• _Task details_
Reproduce the records below line for line without any change, but omit the pictures.

(Point labels for objects)

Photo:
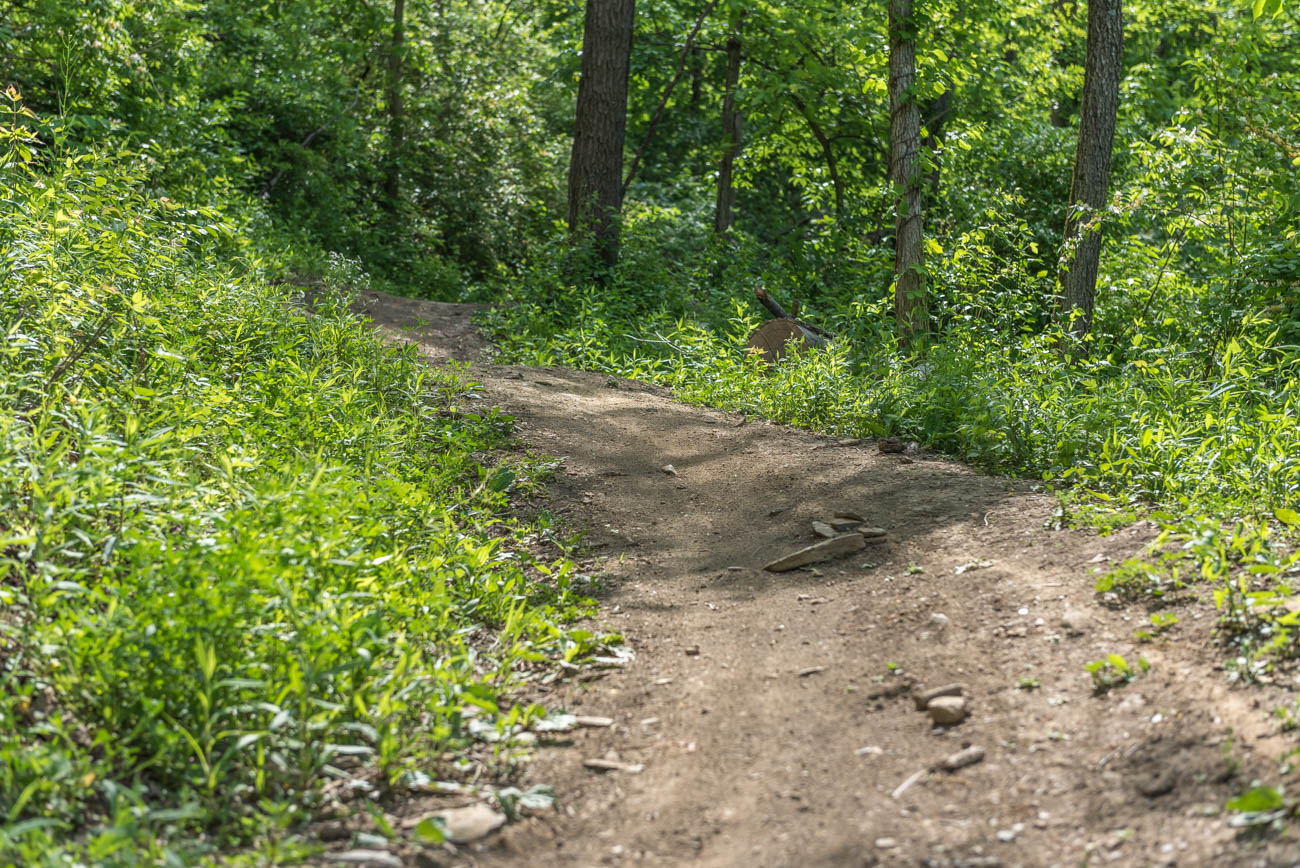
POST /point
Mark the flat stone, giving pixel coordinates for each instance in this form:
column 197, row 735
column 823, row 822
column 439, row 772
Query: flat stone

• _Task answer_
Photo:
POST /point
Mark the flat stone, giving pixel coordinates for each instance in this form:
column 197, row 735
column 823, row 822
column 439, row 772
Query: flat stone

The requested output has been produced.